══ Input material ══

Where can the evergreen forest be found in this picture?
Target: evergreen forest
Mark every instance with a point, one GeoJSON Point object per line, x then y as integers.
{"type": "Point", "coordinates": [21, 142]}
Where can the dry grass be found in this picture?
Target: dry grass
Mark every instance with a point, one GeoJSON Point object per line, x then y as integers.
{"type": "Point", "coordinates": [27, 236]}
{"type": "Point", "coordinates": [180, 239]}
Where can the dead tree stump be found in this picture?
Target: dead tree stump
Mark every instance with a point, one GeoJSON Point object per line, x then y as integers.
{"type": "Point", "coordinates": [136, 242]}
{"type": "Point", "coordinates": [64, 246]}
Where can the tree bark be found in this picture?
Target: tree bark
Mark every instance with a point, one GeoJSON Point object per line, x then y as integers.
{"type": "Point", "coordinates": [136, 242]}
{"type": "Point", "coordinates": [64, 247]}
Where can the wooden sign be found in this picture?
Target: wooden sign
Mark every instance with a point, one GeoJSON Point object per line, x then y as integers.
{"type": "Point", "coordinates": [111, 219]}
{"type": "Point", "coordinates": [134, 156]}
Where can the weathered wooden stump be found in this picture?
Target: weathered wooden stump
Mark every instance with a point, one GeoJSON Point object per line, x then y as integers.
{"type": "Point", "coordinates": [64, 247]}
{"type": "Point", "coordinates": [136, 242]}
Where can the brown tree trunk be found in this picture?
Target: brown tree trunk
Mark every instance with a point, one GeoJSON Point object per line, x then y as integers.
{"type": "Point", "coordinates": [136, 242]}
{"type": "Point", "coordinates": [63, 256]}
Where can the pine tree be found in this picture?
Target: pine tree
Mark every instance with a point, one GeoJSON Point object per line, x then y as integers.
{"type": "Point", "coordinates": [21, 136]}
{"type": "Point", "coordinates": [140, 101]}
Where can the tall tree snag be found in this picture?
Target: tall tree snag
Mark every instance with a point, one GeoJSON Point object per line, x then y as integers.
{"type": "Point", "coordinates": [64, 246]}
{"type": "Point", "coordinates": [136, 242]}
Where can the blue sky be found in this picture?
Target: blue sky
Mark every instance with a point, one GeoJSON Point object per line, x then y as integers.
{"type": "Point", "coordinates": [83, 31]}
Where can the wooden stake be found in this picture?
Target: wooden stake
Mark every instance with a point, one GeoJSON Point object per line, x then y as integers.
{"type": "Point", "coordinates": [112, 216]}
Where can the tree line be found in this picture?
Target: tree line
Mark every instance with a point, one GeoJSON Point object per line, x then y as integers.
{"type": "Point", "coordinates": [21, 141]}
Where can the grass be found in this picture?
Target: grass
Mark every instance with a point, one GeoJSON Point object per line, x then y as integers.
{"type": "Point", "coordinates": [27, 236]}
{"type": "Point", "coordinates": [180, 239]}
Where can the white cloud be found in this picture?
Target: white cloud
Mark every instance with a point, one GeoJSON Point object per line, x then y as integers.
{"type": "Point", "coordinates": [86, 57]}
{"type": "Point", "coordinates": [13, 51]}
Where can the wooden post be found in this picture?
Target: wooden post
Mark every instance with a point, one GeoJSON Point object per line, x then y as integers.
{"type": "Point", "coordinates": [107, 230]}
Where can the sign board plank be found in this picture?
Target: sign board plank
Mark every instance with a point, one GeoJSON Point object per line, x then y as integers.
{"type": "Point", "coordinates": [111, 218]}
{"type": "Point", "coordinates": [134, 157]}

═══
══ Input material ══

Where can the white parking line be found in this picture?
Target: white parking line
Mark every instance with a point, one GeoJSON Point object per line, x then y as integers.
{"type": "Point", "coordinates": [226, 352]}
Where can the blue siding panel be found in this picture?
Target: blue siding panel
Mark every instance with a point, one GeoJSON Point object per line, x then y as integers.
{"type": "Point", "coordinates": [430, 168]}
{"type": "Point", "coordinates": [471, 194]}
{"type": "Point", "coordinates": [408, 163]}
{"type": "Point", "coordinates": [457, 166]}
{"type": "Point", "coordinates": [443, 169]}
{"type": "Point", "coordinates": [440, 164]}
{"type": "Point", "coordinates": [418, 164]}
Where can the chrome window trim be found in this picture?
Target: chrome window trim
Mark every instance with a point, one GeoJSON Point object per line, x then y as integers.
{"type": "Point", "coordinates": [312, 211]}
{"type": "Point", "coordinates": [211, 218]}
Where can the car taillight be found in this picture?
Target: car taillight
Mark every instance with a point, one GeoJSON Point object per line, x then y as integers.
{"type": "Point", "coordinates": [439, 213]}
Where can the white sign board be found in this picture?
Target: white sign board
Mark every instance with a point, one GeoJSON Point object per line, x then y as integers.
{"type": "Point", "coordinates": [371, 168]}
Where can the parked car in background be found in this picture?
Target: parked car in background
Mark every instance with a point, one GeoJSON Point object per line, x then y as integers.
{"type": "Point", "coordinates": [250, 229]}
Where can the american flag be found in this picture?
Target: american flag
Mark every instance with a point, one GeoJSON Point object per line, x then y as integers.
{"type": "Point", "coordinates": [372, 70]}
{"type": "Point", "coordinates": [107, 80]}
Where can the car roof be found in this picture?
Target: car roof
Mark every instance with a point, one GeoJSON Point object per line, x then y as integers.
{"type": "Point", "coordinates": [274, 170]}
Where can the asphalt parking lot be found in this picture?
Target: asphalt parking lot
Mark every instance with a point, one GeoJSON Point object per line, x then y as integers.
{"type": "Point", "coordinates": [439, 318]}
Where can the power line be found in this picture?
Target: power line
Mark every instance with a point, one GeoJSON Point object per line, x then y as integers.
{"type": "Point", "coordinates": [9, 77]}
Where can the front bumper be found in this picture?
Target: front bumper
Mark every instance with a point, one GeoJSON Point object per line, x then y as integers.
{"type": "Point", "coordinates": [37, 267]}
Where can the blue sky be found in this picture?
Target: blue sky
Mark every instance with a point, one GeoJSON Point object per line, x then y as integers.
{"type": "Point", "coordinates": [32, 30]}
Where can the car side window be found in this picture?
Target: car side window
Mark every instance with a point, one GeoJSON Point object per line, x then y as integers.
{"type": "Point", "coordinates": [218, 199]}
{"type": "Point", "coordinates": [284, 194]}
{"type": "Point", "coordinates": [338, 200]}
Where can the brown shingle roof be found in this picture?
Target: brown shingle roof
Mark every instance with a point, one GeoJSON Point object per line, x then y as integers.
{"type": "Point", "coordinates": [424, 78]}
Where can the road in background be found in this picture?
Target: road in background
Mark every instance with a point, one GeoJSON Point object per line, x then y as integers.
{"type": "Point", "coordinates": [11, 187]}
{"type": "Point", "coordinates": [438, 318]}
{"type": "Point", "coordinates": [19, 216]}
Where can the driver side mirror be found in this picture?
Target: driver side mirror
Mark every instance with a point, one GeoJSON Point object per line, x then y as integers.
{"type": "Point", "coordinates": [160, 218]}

═══
══ Input material ══

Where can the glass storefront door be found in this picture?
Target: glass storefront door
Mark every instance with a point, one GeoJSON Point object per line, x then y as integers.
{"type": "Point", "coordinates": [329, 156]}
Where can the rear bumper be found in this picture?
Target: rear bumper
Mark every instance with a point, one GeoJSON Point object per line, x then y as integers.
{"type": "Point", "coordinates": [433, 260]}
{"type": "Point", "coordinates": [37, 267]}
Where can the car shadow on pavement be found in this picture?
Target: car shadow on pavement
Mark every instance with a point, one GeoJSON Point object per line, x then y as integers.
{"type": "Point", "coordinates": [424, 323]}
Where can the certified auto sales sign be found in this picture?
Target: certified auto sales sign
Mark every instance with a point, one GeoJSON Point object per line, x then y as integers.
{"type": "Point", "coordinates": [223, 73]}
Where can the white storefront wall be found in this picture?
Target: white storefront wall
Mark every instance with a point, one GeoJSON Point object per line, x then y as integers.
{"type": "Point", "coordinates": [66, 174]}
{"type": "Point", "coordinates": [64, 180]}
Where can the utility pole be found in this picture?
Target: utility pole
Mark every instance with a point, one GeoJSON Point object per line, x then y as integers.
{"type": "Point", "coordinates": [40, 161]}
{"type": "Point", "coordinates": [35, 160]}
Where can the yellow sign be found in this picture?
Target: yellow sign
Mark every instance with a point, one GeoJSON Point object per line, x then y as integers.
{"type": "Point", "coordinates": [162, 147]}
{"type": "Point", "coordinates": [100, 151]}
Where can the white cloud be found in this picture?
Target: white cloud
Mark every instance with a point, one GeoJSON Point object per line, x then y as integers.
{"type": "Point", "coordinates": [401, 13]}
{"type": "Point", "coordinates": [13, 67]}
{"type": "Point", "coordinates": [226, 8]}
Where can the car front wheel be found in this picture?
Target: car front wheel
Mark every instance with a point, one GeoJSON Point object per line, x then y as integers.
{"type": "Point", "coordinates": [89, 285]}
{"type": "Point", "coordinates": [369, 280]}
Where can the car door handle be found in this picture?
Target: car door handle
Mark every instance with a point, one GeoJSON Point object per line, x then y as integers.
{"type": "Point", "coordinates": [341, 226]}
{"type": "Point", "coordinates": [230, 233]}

═══

# Task to complete:
Only lines containing the string "glass" are needed. Pull each of them out of the records above.

# Result:
Where can the glass storefront door be found in this picture?
Target: glass storefront door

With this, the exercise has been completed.